- **TEXTE**
Le samedi 21 mars, à l'aube, ou presque (il n'est guère que 10 h!), une caravane lourdement chargée s'ébranle avec ardeur vers le Sud. Elle emmène avec elle, dans une 4 L et une 3 CV, la fine fleur intellectuelle et spirituelle du Collège : un Père Blanc, un islamologue (la raison de leur présence est évidente pour qui a sillonné quelque peu les régions désertiques, si l'on excepte les carcasses de pneus et de chameaux, qui séparent Constantine de Tamanrasset), un mathématicien pour compter les cailloux, un géographe pour les photographier, un littéraire pour en parler.

Une expédition montée dans ces conditions est vouée à l'échec s'il lui marque un élément indispensable sur le double plan esthétique et utilitaire : tout le monde a compris que nous avions avec nous une ambassadrice du charme et de la cuisine françaises. Nous n'aurions pas pu nous en passer et nous avons préféré sacrifier quelques objets essentiels, du moins selon le guide du ministère du tourisme, tels que suspentes de parachute, bombes fumigènes bicolores, épingles à nourrice etc.

- **TÂCHES À FAIRE**
(a) Mets à jour le passage du récit de l'expédition vers le Sud en commençant par "Le samedi 21" et en allant jusqu'à "pour en parler.", avec "colonne" à la place de "caravane".
(b) Poursuis le récit de l'expédition vers le Sud à partir de l'endroit où il s'arrête.
La liste qui suit n'a aucun rapport avec le récit de l'expédition vers le Sud.

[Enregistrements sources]
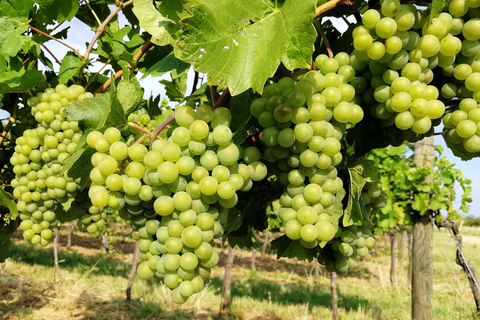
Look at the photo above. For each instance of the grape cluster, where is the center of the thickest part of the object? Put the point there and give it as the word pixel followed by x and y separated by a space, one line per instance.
pixel 400 65
pixel 39 156
pixel 303 123
pixel 175 195
pixel 374 197
pixel 342 253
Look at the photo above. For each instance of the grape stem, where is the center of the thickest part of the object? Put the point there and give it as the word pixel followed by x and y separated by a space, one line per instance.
pixel 11 121
pixel 325 40
pixel 143 137
pixel 329 5
pixel 223 100
pixel 50 52
pixel 159 129
pixel 147 45
pixel 136 126
pixel 195 82
pixel 96 74
pixel 59 41
pixel 93 12
pixel 213 94
pixel 101 28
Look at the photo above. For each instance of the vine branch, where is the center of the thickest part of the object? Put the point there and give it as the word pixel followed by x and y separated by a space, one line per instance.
pixel 147 45
pixel 93 12
pixel 59 41
pixel 327 6
pixel 159 129
pixel 101 28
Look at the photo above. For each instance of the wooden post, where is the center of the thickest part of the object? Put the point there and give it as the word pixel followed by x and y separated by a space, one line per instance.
pixel 333 291
pixel 422 246
pixel 316 271
pixel 402 245
pixel 393 261
pixel 70 228
pixel 265 243
pixel 56 241
pixel 227 283
pixel 253 259
pixel 133 271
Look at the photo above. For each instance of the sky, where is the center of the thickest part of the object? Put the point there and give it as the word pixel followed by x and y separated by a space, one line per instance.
pixel 79 35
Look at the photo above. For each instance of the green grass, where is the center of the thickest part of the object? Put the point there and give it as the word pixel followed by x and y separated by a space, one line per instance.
pixel 93 287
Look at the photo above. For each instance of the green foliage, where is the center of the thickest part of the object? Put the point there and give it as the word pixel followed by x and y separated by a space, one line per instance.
pixel 409 194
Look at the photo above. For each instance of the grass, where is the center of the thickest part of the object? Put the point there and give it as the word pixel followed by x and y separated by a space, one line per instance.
pixel 93 287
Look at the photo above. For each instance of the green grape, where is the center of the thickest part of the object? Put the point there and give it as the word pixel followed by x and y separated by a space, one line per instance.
pixel 370 18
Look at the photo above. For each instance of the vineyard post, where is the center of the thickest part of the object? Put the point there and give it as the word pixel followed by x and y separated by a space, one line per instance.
pixel 227 283
pixel 333 292
pixel 422 246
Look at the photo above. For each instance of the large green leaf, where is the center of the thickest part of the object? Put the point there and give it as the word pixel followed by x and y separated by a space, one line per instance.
pixel 167 64
pixel 11 41
pixel 129 93
pixel 71 64
pixel 240 44
pixel 57 10
pixel 15 8
pixel 153 22
pixel 96 113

- **RÉPONSES PAR TÂCHE**
(a)
Le samedi 21 mars, à l'aube, ou presque (il n'est guère que 10 h!), une colonne lourdement chargée s'ébranle avec ardeur vers le Sud. Elle emmène avec elle, dans une 4 L et une 3 CV, la fine fleur intellectuelle et spirituelle du Collège : un Père Blanc, un islamologue (la raison de leur présence est évidente pour qui a sillonné quelque peu les régions désertiques, si l'on excepte les carcasses de pneus et de chameaux, qui séparent Constantine de Tamanrasset), un mathématicien pour compter les cailloux, un géographe pour les photographier, un littéraire pour en parler.

(b)
Le lundi midi, après Biskra, Touggourt, Ouargla, El Goléa, nous atteignons la "Piste Impériale du Hoggar", cette chère piste que nous ne quitterons plus pendant 2 400 Km.

Le premier contact est assez rude : nous abordons le terrain avec toute la circonspection qui convient à des néophytes. C'est ainsi que la l ère heure nous voit franchir allègrement 18 Km ! A ce rythme, il faudrait compter 133 heures de route soit 13 jours de voyage ininterrompu.

Notre pied prend donc un appui plus ferme sur l'accélérateur et …les deux voitures crèvent simultanément (ce mauvais début n'eut pas de suite ; la 4 L ne crèvera qu'une fois sur les 4 500 Km du voyage, et la 3 CV, 5 fois. Nous en avons rencontré qui en étaient à leur 17ème crevaison et n'avaient pas encore atteint le but !)

Il s'agit de Passer le Plateau de Tademaït, vaste étendue désolée, sans autre relief qu'une multitude de cailloux calcinés par le soleil. Tout le « paysage » ( ?) est noyé dans une sorte de " brume sèche " qui diminue beaucoup la visibilité et nous poursuivra jusqu'à notre départ de Tamanrasset. La poussière envahit tout, et pénètre même à l'intérieur de la 3 CV par les pédales, à travers le plancher.
Ces quelques 250 Km nous prennent une journée complète; ce sont peut-être les plus éprouvants du voyage, car nous avons eu le tort, de suivre la piste centrale, dont les cailloux, meurtriers pour les pneus et la tôle ondulée, éprouvante pour la suspension et les passagers, constituent une hantise pour les conducteurs.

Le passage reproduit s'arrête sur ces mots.